Text provided:
■ ■ ■ ■ ■ ■ ■
It has ignored too much of what is occurring outside its discipline, and turned in on itself and neat models that do not actually describe how the world works.



I don't want to get into a "what is wrong with economics as a discipline" argument, because I have far too much to say there. But I will say that between micro, macro and econometrics, macro is the farthest from reality by far (my program taught pure "Minnesota macro" or "freshwater macro", e.g. DSGE is god). Econometrics varies by program, but in my program it was 100% theory, and that was the problem. The idea of spending an entire year of econometrics in 2011 and not touch a single piece of real data truly pains me. I learned a lot that year, but it was so hard to find relevancy -- that's why I tried on my own by creating my own large datasets with Python.
■ ■ ■ ■ ■ ■ ■
Point-per-instance localization data
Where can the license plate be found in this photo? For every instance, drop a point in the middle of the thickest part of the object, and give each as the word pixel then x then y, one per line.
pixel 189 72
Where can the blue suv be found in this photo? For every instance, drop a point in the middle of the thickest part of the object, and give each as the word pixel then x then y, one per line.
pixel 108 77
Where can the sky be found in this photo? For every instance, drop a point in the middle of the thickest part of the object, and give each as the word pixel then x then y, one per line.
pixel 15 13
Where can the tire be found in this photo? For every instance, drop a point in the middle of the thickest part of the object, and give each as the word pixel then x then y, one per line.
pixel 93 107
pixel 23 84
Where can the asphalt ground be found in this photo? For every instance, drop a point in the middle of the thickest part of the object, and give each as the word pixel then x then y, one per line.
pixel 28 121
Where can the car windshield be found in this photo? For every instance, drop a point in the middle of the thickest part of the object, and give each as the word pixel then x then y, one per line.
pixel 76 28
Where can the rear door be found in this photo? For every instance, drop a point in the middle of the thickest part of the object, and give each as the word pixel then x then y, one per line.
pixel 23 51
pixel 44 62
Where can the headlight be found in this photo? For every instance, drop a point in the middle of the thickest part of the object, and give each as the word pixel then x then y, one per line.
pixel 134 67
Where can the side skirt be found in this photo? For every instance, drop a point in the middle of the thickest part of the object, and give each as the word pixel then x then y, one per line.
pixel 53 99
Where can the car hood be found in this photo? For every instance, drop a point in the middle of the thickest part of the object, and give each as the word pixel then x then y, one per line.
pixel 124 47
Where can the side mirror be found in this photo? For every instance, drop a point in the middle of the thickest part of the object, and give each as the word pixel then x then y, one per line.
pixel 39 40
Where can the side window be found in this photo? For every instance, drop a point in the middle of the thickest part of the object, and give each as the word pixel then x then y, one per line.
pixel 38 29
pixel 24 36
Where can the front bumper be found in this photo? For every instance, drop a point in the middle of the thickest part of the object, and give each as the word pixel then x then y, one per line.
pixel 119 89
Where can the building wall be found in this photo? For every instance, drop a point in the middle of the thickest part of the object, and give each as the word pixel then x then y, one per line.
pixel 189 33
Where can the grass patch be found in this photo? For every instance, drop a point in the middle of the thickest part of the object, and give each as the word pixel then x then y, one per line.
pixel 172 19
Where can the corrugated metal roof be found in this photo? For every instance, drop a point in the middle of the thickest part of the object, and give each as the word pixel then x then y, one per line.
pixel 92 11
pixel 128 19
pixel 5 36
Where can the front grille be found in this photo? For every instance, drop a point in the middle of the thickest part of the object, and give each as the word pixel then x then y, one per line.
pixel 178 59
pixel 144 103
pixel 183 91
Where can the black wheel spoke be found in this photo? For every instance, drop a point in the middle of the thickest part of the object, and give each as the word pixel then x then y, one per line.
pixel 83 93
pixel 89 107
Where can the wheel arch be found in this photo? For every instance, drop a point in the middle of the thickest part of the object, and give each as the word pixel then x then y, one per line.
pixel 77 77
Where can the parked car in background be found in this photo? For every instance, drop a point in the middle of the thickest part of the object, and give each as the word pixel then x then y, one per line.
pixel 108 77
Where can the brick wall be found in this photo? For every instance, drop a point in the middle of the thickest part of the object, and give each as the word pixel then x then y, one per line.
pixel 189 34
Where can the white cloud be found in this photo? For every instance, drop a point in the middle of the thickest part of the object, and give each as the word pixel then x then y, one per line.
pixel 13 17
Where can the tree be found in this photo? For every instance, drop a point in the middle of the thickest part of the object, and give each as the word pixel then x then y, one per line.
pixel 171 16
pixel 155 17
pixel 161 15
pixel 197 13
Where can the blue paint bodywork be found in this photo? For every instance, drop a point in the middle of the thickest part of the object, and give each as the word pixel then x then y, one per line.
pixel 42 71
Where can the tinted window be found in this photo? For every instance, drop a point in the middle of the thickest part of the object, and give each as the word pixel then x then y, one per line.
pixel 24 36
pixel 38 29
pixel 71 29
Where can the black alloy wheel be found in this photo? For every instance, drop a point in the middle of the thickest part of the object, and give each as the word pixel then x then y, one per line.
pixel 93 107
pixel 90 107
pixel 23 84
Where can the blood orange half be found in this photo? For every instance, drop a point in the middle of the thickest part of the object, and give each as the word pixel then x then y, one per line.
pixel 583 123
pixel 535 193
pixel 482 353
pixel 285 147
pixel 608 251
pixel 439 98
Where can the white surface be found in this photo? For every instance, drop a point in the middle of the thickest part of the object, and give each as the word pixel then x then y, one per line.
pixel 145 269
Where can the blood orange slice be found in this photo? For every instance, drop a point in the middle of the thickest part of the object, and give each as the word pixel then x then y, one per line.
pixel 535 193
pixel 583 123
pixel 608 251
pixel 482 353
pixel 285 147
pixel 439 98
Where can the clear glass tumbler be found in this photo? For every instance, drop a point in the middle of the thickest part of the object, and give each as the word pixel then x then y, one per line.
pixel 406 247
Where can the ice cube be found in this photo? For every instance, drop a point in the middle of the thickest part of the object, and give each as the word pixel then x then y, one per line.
■ ■ ■ ■ ■ ■ ■
What you are asked to do:
Pick up the piece about economics as a discipline after its last sentence and write the next part.

Response:
However, micro 1 (consumer/producer theory) and micro 2 (game theory) were awesome and are relevant. In game theory, we talked about everything from spying and wars, faking orgasms, cancer cells, penalty kicks, and so on.


Yeah I was thinking of macro in my comments. I'm currently doing an MPP in economic policy (I'm a policy public servant). The great thing about the course is that it's multidisciplinary - we do look at economics, but it keeps coming back to how it is applied in policy.


Game theory was my favorite course in college. I really think it should be offered at more schools to wider audiences; I had to take it as an economics minor elective during summer classes.